EXERCISE DATA START

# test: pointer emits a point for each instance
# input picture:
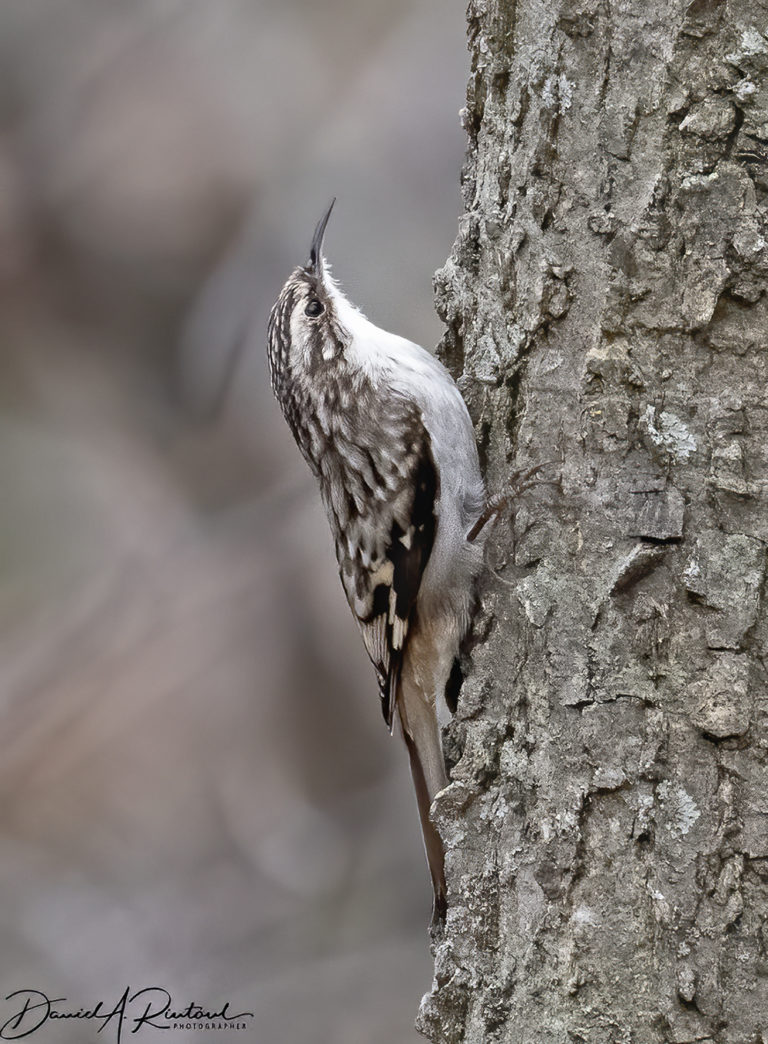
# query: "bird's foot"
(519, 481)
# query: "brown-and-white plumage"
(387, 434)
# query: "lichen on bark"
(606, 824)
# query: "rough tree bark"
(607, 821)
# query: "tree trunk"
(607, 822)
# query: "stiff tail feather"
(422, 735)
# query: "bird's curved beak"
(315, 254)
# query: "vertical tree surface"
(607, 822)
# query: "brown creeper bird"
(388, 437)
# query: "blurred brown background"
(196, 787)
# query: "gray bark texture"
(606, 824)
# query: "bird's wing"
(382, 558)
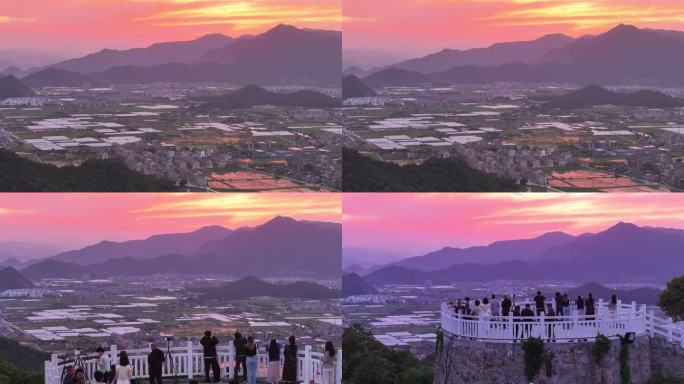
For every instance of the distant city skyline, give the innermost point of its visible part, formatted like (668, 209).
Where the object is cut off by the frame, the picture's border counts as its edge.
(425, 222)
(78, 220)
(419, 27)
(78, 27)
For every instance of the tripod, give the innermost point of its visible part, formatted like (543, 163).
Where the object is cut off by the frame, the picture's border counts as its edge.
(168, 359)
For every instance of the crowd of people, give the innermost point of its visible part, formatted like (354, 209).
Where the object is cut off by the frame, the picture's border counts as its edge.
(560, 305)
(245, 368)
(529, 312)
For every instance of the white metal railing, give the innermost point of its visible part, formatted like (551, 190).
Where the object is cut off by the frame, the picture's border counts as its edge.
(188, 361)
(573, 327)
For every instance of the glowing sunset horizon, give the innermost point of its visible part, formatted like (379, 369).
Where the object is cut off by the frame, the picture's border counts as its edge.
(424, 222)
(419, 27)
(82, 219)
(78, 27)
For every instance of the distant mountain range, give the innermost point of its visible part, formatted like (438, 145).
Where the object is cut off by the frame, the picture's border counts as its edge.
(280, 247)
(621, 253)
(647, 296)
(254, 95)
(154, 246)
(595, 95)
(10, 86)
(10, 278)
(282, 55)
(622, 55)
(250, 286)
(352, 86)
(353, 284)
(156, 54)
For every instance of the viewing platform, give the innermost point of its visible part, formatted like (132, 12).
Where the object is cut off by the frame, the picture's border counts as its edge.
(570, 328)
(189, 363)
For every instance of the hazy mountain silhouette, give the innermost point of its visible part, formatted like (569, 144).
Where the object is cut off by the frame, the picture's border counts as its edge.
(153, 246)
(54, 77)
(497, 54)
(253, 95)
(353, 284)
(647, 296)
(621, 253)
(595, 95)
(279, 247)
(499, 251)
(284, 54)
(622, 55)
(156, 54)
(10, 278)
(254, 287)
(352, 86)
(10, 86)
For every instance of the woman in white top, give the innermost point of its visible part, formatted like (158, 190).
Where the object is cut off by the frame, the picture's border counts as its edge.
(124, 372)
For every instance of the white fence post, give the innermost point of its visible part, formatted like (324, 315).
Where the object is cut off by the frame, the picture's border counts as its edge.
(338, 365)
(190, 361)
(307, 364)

EXERCISE DATA END
EXERCISE DATA START

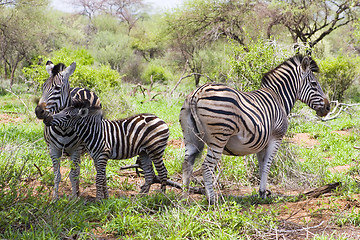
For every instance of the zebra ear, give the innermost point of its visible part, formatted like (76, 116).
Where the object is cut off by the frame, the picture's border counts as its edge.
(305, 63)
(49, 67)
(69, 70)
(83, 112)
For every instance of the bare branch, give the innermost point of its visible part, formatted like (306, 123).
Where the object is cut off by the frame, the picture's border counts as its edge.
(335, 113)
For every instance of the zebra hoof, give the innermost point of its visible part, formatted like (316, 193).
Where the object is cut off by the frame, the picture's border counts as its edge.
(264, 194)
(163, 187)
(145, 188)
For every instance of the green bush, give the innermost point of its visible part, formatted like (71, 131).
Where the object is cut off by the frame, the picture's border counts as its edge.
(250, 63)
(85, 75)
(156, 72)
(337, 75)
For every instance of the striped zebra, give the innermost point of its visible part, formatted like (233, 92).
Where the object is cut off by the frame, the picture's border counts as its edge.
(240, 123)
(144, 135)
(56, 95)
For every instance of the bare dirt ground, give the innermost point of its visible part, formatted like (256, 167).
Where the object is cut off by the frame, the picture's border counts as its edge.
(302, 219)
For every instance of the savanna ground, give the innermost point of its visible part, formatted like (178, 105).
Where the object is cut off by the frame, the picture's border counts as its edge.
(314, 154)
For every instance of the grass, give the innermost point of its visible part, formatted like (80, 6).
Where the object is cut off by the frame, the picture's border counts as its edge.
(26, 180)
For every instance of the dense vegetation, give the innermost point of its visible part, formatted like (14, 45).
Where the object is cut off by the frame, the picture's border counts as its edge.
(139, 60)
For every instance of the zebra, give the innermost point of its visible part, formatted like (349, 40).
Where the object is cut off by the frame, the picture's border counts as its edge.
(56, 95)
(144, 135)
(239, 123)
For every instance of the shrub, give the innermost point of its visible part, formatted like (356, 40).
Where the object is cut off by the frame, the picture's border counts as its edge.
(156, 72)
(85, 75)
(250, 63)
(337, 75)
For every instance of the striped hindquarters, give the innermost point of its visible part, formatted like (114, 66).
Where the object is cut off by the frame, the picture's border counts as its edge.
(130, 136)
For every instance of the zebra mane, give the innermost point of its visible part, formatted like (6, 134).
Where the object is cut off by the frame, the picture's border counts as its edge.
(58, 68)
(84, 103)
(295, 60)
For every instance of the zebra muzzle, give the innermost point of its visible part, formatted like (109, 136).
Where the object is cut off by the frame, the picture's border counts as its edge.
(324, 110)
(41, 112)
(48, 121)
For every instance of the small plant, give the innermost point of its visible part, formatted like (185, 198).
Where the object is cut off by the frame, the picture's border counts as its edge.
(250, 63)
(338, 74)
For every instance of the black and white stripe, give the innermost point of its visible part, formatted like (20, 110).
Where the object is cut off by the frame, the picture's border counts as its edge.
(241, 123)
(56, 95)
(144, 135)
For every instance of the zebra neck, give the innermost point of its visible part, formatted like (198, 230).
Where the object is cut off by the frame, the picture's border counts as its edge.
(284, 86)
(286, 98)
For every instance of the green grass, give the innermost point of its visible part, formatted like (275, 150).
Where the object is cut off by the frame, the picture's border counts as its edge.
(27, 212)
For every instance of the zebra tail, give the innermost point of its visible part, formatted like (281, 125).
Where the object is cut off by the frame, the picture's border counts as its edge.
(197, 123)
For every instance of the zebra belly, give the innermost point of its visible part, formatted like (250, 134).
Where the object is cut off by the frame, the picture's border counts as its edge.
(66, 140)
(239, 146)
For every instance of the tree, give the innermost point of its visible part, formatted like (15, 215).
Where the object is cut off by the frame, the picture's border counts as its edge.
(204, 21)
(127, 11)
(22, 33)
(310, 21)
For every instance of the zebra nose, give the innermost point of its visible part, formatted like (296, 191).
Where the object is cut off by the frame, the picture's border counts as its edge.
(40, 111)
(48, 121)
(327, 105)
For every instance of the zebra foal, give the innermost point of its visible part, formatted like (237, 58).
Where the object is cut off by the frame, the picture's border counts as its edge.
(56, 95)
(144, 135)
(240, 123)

EXERCISE DATA END

WORK TASK: In the data above, find the line with "# test: pointer" and the line with "For every instance of the distant city". Please copy exactly those two lines and every line between them, but not the pictures.

RESULT FOR THIS TASK:
# test: pointer emits a point for each instance
# input picture:
# query: "bird's foot"
(519, 481)
# query: "brown-and-white plumage"
(387, 434)
# query: "lichen on bark"
(606, 824)
# query: "rough tree bark"
(607, 821)
# query: "tree trunk"
(607, 822)
# query: "stiff tail feather"
(422, 735)
# query: "bird's curved beak"
(315, 254)
# query: "vertical tree surface"
(607, 822)
# query: "brown creeper bird"
(388, 437)
# query: "blurred brown background"
(196, 787)
# query: "gray bark texture"
(606, 824)
# query: "bird's wing"
(382, 558)
For every instance of the distant city skyline, give the innermost point of its visible part, formatted like (668, 209).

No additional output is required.